----- ENTRIES SUPPLIED

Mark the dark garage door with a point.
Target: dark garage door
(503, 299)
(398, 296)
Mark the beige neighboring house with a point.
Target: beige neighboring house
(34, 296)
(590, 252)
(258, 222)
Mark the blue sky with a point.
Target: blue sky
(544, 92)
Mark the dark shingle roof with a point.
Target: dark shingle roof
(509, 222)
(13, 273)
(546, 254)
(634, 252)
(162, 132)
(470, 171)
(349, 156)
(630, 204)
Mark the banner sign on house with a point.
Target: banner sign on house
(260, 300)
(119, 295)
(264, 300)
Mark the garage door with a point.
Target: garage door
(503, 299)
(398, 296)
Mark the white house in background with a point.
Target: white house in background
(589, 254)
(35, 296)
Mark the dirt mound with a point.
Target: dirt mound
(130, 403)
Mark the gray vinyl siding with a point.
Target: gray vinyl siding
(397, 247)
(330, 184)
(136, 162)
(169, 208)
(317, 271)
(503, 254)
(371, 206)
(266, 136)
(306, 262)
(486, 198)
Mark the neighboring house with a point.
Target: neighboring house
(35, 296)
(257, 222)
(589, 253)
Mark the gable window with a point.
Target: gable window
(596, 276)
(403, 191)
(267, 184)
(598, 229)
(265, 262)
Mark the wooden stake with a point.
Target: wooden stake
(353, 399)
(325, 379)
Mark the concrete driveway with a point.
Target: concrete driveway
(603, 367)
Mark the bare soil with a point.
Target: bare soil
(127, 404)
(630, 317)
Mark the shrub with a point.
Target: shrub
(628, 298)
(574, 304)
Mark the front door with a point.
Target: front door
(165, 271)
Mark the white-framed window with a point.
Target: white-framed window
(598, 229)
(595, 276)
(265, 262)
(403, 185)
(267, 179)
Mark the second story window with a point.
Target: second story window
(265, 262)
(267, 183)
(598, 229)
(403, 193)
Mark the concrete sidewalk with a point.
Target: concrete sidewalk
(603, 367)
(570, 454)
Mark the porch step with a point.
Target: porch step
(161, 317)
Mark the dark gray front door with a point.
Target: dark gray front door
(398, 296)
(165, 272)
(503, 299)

----------

=== SHORT PROBLEM ===
Rewrite the records above, changing each "with a point" to "with a single point" and keeping every other word the same.

=== FULL RESPONSE ===
Mark the dark garage door with a single point.
Target: dark garage door
(503, 299)
(398, 296)
Mark the beige neighboring house with a single point.
Target: beige neighboring house
(34, 296)
(590, 252)
(258, 222)
Mark the blue sky with a single point.
Target: blue sky
(544, 92)
Mark the dark shingle roof with a single point.
Target: dark shingle roof
(509, 222)
(13, 273)
(546, 254)
(634, 252)
(162, 132)
(470, 171)
(349, 156)
(630, 204)
Mark the banner sign on house with a single point.
Target: banner sign on house
(260, 300)
(119, 295)
(264, 300)
Mark the garage door with a single point.
Target: garage door
(503, 299)
(398, 296)
Mark the white house in background with a single point.
Target: white house in background
(589, 254)
(35, 296)
Mark the dirt mound with a single point.
Target: dirt mound
(130, 403)
Mark the gray vinyl siding with a single point.
Target: gray vinyl siding
(397, 247)
(330, 184)
(136, 162)
(169, 208)
(317, 271)
(503, 254)
(371, 206)
(266, 136)
(306, 262)
(486, 198)
Mark the neighboring house with a single point.
Target: neighboring house
(35, 296)
(257, 222)
(589, 253)
Mark the gable window with a single point.
Target: gable window
(596, 276)
(403, 191)
(267, 184)
(598, 229)
(265, 262)
Mark the wooden stake with a single point.
Target: wooden stake
(353, 399)
(325, 379)
Mark the concrete driveway with a single point.
Target: concrete driveway
(603, 367)
Mark the bare soil with a single point.
Target: bare soil
(127, 404)
(630, 317)
Mark the shrub with a single point.
Target: shrub
(628, 298)
(574, 304)
Mark the front door with a single point.
Target: front door
(165, 271)
Mark the white-framed window with a single point.
Target: white-framed window
(598, 229)
(595, 276)
(265, 262)
(403, 185)
(267, 179)
Mark the second story window with a single point.
Target: second story window
(265, 262)
(267, 183)
(598, 229)
(403, 193)
Mark the concrete sidewalk with a single point.
Target: concrete sidewalk
(603, 367)
(570, 454)
Mark the porch step with a single point.
Target: porch step
(161, 317)
Mark the dark gray front door with a single point.
Target: dark gray front door
(398, 296)
(165, 272)
(503, 299)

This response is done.